● TO DO
In the text below, what is the name of the Google Drive folder where the News Category dataset should be uploaded?

● SELECTED TEXT
════

Download the News Category dataset from here: https://metatext.io/datasets/news-category-dataset then upload it to your google drive in a folder called "datasets"

In [None]:
from google.colab import drive
drive.mount('/content/gdrive')

Mounted at /content/gdrive


In [None]:
file = "/content/gdrive/MyDrive/datasets/news_category_dataset_sample.txt"

In [None]:
import json

def process_file(file_path):
  news = []
  with open(file_path, 'r') as file:
          for line in file:
              json_object = json.loads(line)
              news.append(json_object)
  return news

news = process_file(file)
print(len(news))

124


In [None]:
news[5]

{'link': 'https://www.huffpost.com/entry/belk-worker-found-dead-columbiana-centre-bathroom_n_632c5f8ce4b0572027b0251d',
 'headline': 'Cleaner Was Dead In Belk Bathroom For 4 Days Before Body Found: Police',
 'category': 'U.S. NEWS',
 'short_description': 'The 63-year-old woman was seen working at the South Carolina store on Thursday. She was found dead Monday after her family reported her missing, authorities said.',
 'authors': '',
 'date': '2022-09-22'}

In [None]:
text_cat_pairs = []

for news_item in news:
    headline = news_item.get("headline")
    short_description = news_item.get("short_description")
    text = headline + " || " + short_description
    category = news_item.get("category")
    text_cat_pairs.append((text, category))

text_cat_pairs[5]

('Cleaner Was Dead In Belk Bathroom For 4 Days Before Body Found: Police || The 63-year-old woman was seen working at the South Carolina store on Thursday. She was found dead Monday after her family reported her missing, authorities said.',
 'U.S. NEWS')

════

[Pointing records]
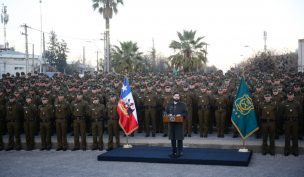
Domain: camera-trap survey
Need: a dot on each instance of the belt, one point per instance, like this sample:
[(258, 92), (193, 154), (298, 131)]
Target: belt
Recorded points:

════

● EXERCISE ANSWER
A folder called "datasets".